**WHAT TO WORK ON:** Continue the excerpt on complementary and dual variational principles in mechanics, picking up right after its final sentence.

**EXCERPT:**
Complementary and Dual Variational Principles in Mechanics

Abstract

In this chapter, we consider a theory of complementary and dual variational principles associated with a large class of linear boundary- and initial-value problems of mechanics. The mathematical setting for the class of problems we wish to examine is the following abstract linear problem: find an element u of a Hilbert space U such that

$$ \Lambda {\text{u}}\,\, = {\text{F,}}\,\,\,\,\,\,\,\,\,\,\,\,\,\,\,\,\,\,\,\,\,{\text{F}} \in \,{\text{U'}}\,\, $$

(4.1)

where Λ is a linear operator from U into its dual U′ which is given as a product of three linear operators,

$$ \Lambda \,\, = \,\,\,{\text{A*EA}} $$

(4.2)

[Lines contained in a dataset]

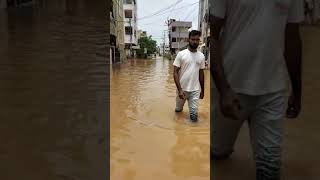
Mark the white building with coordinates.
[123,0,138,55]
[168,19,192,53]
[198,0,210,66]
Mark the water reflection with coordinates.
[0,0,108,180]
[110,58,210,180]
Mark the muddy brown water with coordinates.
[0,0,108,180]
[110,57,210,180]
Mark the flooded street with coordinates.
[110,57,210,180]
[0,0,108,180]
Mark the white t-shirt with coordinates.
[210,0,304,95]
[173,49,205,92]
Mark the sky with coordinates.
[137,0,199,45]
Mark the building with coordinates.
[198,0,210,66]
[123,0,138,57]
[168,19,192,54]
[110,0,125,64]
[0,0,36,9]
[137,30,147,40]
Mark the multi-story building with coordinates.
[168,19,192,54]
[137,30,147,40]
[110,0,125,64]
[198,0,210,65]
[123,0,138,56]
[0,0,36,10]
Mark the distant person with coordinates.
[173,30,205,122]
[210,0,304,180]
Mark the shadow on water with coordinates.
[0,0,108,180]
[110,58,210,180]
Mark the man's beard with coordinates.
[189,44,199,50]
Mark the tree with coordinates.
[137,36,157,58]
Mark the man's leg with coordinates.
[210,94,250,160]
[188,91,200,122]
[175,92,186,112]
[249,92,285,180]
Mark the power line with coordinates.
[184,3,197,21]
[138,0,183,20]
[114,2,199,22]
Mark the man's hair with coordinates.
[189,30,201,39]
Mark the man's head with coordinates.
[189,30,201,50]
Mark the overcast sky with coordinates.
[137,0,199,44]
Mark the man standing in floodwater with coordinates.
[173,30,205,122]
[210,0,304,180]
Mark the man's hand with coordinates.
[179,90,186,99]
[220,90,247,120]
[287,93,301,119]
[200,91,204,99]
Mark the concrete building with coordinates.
---
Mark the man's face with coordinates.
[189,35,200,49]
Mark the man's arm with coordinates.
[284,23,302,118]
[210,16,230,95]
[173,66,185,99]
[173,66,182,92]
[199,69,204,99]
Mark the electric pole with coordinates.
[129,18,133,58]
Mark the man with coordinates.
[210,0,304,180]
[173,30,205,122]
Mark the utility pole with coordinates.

**THE RESULT:**
Here A is a continuous linear operator from U into a Hilbert space V, E is a canonical isomorphism mapping V onto its dual V′, and A* is the adjoint of A which, by definition, maps V′ into U′. Summarizing,

$$ \left. {\begin{array}{*{20}{c}} {{\text{A:}}\,\,\,U\,\, \to \,\,V} \\ {{\text{E:}}\,\,\,V\,\, \to \,\,V'} \\ {{\text{A*:}}\,\,\,V'\,\, \to \,\,U'} \\ {\Lambda = {\text{A*EA:}}\,\,\,U\,\, \to \,\,U'} \end{array}\,\,\,\,\,\,\,\,\,} \right\} $$

(4.3)